═══ Supplied data
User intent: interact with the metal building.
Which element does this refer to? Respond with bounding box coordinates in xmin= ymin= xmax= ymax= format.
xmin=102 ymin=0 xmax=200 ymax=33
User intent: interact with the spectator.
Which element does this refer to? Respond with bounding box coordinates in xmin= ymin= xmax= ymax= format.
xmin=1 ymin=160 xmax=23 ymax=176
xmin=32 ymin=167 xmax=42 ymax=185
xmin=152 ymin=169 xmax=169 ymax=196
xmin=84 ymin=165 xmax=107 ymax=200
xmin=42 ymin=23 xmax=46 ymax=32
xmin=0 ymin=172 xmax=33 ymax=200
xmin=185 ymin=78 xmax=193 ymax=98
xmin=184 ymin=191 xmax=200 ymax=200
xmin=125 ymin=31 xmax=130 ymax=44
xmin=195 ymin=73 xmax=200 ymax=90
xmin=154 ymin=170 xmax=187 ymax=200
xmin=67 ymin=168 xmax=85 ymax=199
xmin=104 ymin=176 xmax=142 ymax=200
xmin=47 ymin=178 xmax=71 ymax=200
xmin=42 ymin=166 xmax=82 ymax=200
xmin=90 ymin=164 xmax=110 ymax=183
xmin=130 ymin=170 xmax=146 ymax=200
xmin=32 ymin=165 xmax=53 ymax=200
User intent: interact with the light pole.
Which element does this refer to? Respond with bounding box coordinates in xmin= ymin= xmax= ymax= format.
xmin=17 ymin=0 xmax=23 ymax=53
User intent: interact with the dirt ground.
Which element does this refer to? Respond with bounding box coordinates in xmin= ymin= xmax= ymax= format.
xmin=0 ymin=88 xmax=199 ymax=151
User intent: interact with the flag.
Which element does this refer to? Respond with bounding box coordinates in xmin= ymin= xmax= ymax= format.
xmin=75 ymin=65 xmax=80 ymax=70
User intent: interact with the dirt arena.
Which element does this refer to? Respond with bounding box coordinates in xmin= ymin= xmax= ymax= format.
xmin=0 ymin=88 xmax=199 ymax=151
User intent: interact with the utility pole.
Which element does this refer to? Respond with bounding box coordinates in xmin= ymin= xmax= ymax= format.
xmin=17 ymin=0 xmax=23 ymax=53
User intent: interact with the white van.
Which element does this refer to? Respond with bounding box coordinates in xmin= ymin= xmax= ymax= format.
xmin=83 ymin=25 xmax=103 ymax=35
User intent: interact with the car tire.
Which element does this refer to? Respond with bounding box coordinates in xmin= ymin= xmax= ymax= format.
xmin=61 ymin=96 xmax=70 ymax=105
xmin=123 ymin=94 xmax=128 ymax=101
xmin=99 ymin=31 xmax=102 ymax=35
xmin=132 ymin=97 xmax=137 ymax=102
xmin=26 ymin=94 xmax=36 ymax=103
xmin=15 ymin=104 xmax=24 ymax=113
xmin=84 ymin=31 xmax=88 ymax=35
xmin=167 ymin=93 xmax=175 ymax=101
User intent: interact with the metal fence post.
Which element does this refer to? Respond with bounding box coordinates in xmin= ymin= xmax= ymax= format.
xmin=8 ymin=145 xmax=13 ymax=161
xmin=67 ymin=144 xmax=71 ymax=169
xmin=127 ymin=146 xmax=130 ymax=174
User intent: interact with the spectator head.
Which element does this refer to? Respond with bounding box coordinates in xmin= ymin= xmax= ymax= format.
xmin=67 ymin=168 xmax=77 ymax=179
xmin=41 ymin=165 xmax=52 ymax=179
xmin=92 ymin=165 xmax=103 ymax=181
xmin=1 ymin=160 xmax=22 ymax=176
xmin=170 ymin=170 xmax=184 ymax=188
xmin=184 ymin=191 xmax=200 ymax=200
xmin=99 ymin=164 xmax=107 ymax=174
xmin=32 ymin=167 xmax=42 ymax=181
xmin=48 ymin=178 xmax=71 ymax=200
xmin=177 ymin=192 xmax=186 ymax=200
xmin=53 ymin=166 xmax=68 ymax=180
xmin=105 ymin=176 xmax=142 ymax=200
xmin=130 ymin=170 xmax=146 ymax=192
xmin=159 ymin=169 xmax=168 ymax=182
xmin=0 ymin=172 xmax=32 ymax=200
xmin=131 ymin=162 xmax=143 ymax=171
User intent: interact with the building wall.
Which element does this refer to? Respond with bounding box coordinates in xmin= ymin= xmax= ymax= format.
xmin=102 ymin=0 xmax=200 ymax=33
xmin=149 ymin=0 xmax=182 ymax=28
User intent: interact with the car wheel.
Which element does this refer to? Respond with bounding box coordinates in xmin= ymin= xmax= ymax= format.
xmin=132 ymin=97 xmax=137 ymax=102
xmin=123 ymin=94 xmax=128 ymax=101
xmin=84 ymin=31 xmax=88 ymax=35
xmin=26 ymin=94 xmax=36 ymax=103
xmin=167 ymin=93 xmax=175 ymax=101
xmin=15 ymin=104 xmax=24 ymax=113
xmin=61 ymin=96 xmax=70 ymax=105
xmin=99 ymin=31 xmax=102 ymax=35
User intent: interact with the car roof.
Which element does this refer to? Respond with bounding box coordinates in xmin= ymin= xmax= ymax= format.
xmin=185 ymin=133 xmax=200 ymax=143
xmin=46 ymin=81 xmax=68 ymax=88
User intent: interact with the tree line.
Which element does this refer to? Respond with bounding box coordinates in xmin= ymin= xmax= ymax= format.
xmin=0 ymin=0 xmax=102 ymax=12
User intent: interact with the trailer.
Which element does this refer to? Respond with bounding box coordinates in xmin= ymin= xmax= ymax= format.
══════
| Exercise directions |
Lines from the top of the entries through the line with "User intent: interact with the spectator." are to be transcribed exactly, and nothing more.

| Answer below |
User intent: interact with the metal building.
Which element does this refer to? Respond with bounding box coordinates in xmin= ymin= xmax= ymax= format.
xmin=102 ymin=0 xmax=200 ymax=33
User intent: interact with the spectator.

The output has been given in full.